▶ WRITTEN TASKS:
**A)** Using the lesson on pandas data types, answer each question on its own line:
(i) How long does the lesson take?
(ii) Which lesson is listed as a prerequisite?
(iii) Which dtype is used for integers that contain NaN?
**B)** Does each statement below agree with the lesson on pandas data types? Answer yes or no, and quote the words that decide it.
(i) The lesson is rated at the beginner level.
(ii) The category dtype can take up about a tenth of the memory that object does.
(iii) The bool dtype corresponds to Python's int.

▶ PAGE:
Lesson 7: Data Types and Type Inspection
Course: Data Engineering | Duration: 40 minutes | Level: Intermediate
Learning Objectives
By the end of this lesson, you will be able to:
- Name the main pandas dtypes: int64, float64, object, bool, datetime64, category
- Inspect column types using
.dtypes,.info(), andseries.dtype - Convert column types using
.astype() - Explain why strings are stored as
objectdtype and when to useStringDtype
Prerequisites
- Lesson 6: Column Operations
Lesson Outline
Part 1: pandas dtypes — The Type System
Every column in a pandas DataFrame has a dtype (data type). Knowing dtypes matters because:
- The wrong dtype causes incorrect computations (e.g., '100' + '200' = '100200', not 300)
- Memory usage depends on dtype (category vs object can be 10x smaller)
- Many pandas operations only work on specific dtypes (e.g.,
.mean()requires numeric)
The main pandas dtypes:
| dtype | Python/NumPy equivalent | When you see it |
|---|---|---|
int64 | int | Integer columns (count, id, year) |
float64 | float | Decimal numbers; also integers with NaN |
object | str (usually) | Text/string columns; also mixed types |
bool | bool | True/False columns |
datetime64[ns] | datetime | Date and time values |
category | Enum-like | Columns with few repeated values (department, status) |
import pandas as pd
df = pd.DataFrame({
'name': ['Alice', 'Bob', 'Carol'],
'salary': [95000, 72000, 88000],
'rate': [47.5, 36.0, 44.0],
'active': [True, False, True],
'department': ['Engineering', 'Marketing', 'Engineering']
})

▶ DATA LINES:
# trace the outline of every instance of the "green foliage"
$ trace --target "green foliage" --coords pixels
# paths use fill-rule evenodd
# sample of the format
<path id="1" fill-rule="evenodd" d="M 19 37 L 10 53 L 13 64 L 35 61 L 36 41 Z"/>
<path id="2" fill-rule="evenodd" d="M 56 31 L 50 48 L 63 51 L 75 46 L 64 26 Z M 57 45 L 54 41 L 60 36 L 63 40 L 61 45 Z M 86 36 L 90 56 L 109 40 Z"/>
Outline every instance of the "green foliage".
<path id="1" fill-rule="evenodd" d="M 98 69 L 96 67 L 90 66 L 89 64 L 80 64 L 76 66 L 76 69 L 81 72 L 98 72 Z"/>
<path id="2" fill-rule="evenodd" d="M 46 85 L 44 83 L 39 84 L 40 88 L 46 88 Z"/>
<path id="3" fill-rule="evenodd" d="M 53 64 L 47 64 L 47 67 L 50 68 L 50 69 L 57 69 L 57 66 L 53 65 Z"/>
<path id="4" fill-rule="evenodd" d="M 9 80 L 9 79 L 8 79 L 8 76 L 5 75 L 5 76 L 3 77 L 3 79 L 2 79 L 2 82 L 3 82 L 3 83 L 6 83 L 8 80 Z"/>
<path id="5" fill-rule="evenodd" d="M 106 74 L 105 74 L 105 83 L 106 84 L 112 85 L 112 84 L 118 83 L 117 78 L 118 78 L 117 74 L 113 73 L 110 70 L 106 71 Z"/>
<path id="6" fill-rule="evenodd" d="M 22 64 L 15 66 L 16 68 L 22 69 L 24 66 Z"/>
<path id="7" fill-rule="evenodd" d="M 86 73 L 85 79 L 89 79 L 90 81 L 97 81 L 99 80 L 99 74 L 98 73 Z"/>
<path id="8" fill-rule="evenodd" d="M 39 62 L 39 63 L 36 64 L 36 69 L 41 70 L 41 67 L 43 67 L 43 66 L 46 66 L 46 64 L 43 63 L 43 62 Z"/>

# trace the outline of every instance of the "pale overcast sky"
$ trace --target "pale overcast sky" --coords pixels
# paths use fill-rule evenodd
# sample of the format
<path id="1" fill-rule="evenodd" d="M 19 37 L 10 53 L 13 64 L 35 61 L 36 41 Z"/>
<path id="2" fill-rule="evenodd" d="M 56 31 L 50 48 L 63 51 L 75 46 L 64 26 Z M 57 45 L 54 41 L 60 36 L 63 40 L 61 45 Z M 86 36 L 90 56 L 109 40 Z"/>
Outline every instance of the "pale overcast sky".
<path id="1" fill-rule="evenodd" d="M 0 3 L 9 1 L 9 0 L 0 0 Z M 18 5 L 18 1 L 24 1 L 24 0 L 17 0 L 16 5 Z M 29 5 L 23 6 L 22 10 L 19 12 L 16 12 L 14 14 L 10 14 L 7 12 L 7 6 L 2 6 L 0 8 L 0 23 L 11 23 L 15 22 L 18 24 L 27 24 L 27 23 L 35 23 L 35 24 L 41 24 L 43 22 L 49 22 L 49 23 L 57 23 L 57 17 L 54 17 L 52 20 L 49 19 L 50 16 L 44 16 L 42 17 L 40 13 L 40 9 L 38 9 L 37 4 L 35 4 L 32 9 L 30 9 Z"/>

▶ ANSWERS IN ORDER:
**A)**
(i) 40 minutes
(ii) Lesson 6: Column Operations
(iii) float64

**B)**
(i) No: "Level: Intermediate"
(ii) Yes: "category vs object can be 10x smaller"
(iii) No: "bool | bool | True/False columns"